▶ **EXERCISE INSTRUCTIONS**:
1 > Decide whether each statement agrees with the post about Roon, answering yes or no and quoting the words of the post that decide it. (a) The post wishes Roon's radio feature could draw on Tidal's library without Tidal albums being added to the Roon collection. (b) The post says TIDAL is in use at the moment. (c) The post says the listening tests so far have run for hours at a time.
2 > Rewrite the stretch of the post about Roon from "I LOVE the idea" through "my Roon collection).", changing "radio" to "playlist".

▶ **PASSAGE GIVEN**:
☆ ☆ ☆ ☆

I LOVE the idea of playing one song and having Roon select other similar songs for a customized "radio". Excellent feature. I wish I could get it to use Tidal's library to augment the selection (without ME adding Tidal albums to my Roon collection).

I don't have TIDAL at the moment, but having that feature incorporate TIDAL as well would be amazing for hours and hours of fun.

So far, I've only had time to test with minutes and seconds between songs. Sometimes I've listened to a song all the way through, then switched. Other times, I've listened to a particular passage (say 30 seconds or so) and switched back and forth and back again.

I know this seems vague, but I just found that I wasn't as engaged in the music through Roon. I didn't get lost in enjoying the music. It just felt... flatter.

There's an audio optimizer software thing for use on Windows servers and maybe Windows 10. It basically strips out tons of extraneous things from the operating system in an effort to optimize the system. I'm wondering if that concept isn't the culprit. Perhaps a Linux-based server or Windows server that was audio optimized would help with the sound quality?

☆ ☆ ☆ ☆

▶ **DATASET RECORDS**:
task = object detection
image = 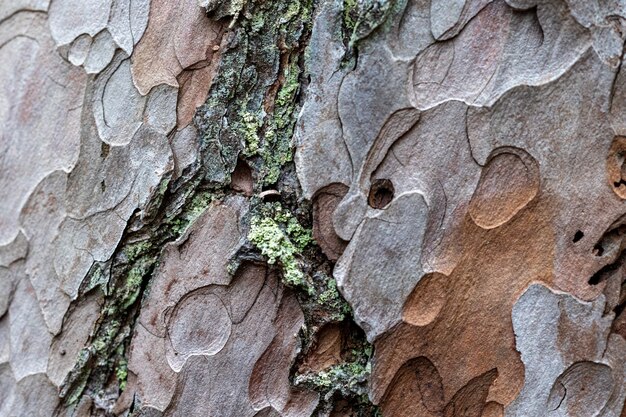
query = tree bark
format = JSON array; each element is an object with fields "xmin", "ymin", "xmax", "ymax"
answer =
[{"xmin": 0, "ymin": 0, "xmax": 626, "ymax": 417}]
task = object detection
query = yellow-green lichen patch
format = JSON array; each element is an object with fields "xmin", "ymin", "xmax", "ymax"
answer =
[{"xmin": 248, "ymin": 203, "xmax": 315, "ymax": 294}]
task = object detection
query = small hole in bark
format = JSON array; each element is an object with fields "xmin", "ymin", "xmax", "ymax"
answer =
[
  {"xmin": 593, "ymin": 243, "xmax": 604, "ymax": 256},
  {"xmin": 368, "ymin": 179, "xmax": 394, "ymax": 209},
  {"xmin": 572, "ymin": 230, "xmax": 585, "ymax": 243}
]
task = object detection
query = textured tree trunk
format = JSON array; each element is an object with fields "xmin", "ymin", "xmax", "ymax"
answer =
[{"xmin": 0, "ymin": 0, "xmax": 626, "ymax": 417}]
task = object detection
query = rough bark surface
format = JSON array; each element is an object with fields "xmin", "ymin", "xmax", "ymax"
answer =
[{"xmin": 0, "ymin": 0, "xmax": 626, "ymax": 417}]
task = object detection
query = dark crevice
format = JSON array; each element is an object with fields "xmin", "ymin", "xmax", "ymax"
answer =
[
  {"xmin": 572, "ymin": 230, "xmax": 585, "ymax": 243},
  {"xmin": 367, "ymin": 179, "xmax": 395, "ymax": 210}
]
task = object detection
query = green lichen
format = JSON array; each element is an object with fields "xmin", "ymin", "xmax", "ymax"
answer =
[
  {"xmin": 115, "ymin": 345, "xmax": 128, "ymax": 391},
  {"xmin": 239, "ymin": 111, "xmax": 261, "ymax": 157},
  {"xmin": 294, "ymin": 345, "xmax": 372, "ymax": 403},
  {"xmin": 248, "ymin": 203, "xmax": 315, "ymax": 294},
  {"xmin": 343, "ymin": 0, "xmax": 397, "ymax": 49}
]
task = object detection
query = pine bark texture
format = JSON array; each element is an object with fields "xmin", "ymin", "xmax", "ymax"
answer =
[{"xmin": 0, "ymin": 0, "xmax": 626, "ymax": 417}]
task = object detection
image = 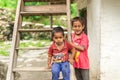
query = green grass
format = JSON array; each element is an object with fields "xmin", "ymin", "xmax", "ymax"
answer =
[{"xmin": 0, "ymin": 40, "xmax": 51, "ymax": 56}]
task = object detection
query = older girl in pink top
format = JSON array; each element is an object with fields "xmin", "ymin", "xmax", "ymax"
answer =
[{"xmin": 71, "ymin": 17, "xmax": 89, "ymax": 80}]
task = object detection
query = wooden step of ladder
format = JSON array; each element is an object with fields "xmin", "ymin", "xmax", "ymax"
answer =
[{"xmin": 6, "ymin": 0, "xmax": 74, "ymax": 80}]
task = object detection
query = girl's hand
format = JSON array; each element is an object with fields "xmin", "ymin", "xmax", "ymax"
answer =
[
  {"xmin": 48, "ymin": 64, "xmax": 52, "ymax": 69},
  {"xmin": 68, "ymin": 58, "xmax": 74, "ymax": 65}
]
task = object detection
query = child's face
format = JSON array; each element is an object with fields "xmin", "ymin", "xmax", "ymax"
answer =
[
  {"xmin": 53, "ymin": 32, "xmax": 64, "ymax": 45},
  {"xmin": 73, "ymin": 21, "xmax": 84, "ymax": 35}
]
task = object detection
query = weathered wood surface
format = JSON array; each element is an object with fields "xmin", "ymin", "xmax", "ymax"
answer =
[{"xmin": 13, "ymin": 67, "xmax": 51, "ymax": 72}]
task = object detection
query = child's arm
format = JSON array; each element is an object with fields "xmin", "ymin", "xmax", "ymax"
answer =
[
  {"xmin": 70, "ymin": 42, "xmax": 85, "ymax": 51},
  {"xmin": 47, "ymin": 54, "xmax": 52, "ymax": 69}
]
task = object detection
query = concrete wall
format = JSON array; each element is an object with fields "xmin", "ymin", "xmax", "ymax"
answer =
[
  {"xmin": 100, "ymin": 0, "xmax": 120, "ymax": 80},
  {"xmin": 87, "ymin": 0, "xmax": 101, "ymax": 80}
]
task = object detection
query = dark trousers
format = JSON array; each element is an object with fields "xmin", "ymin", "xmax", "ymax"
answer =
[{"xmin": 75, "ymin": 68, "xmax": 89, "ymax": 80}]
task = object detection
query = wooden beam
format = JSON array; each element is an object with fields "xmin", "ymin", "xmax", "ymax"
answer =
[
  {"xmin": 16, "ymin": 47, "xmax": 48, "ymax": 50},
  {"xmin": 24, "ymin": 0, "xmax": 75, "ymax": 3},
  {"xmin": 18, "ymin": 29, "xmax": 67, "ymax": 32},
  {"xmin": 21, "ymin": 4, "xmax": 67, "ymax": 15},
  {"xmin": 13, "ymin": 67, "xmax": 51, "ymax": 72},
  {"xmin": 6, "ymin": 0, "xmax": 23, "ymax": 80}
]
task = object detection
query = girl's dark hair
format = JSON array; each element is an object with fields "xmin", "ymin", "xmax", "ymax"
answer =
[
  {"xmin": 52, "ymin": 26, "xmax": 64, "ymax": 39},
  {"xmin": 71, "ymin": 17, "xmax": 85, "ymax": 26}
]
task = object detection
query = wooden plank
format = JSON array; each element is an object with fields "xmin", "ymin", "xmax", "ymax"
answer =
[
  {"xmin": 16, "ymin": 47, "xmax": 48, "ymax": 50},
  {"xmin": 13, "ymin": 67, "xmax": 51, "ymax": 72},
  {"xmin": 6, "ymin": 0, "xmax": 22, "ymax": 80},
  {"xmin": 21, "ymin": 5, "xmax": 67, "ymax": 15},
  {"xmin": 18, "ymin": 29, "xmax": 67, "ymax": 32},
  {"xmin": 24, "ymin": 0, "xmax": 75, "ymax": 3},
  {"xmin": 20, "ymin": 12, "xmax": 66, "ymax": 16}
]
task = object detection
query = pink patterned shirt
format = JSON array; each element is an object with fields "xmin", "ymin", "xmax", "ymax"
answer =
[{"xmin": 72, "ymin": 32, "xmax": 89, "ymax": 69}]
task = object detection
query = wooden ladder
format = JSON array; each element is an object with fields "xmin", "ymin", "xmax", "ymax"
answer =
[{"xmin": 6, "ymin": 0, "xmax": 73, "ymax": 80}]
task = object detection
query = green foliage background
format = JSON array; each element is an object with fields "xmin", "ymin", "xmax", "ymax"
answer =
[{"xmin": 0, "ymin": 0, "xmax": 78, "ymax": 26}]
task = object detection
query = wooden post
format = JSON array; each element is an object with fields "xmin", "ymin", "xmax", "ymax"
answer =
[
  {"xmin": 66, "ymin": 0, "xmax": 75, "ymax": 80},
  {"xmin": 6, "ymin": 0, "xmax": 23, "ymax": 80}
]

☆ ☆ ☆ ☆

▶ **CORRECT ANSWERS**:
1 >
(a) Yes: "I wish I could get it to use Tidal's library to augment the selection (without ME adding Tidal albums to my Roon collection)."
(b) No: "I don't have TIDAL at the moment"
(c) No: "So far, I've only had time to test with minutes and seconds between songs."

2 >
I LOVE the idea of playing one song and having Roon select other similar songs for a customized "playlist". Excellent feature. I wish I could get it to use Tidal's library to augment the selection (without ME adding Tidal albums to my Roon collection).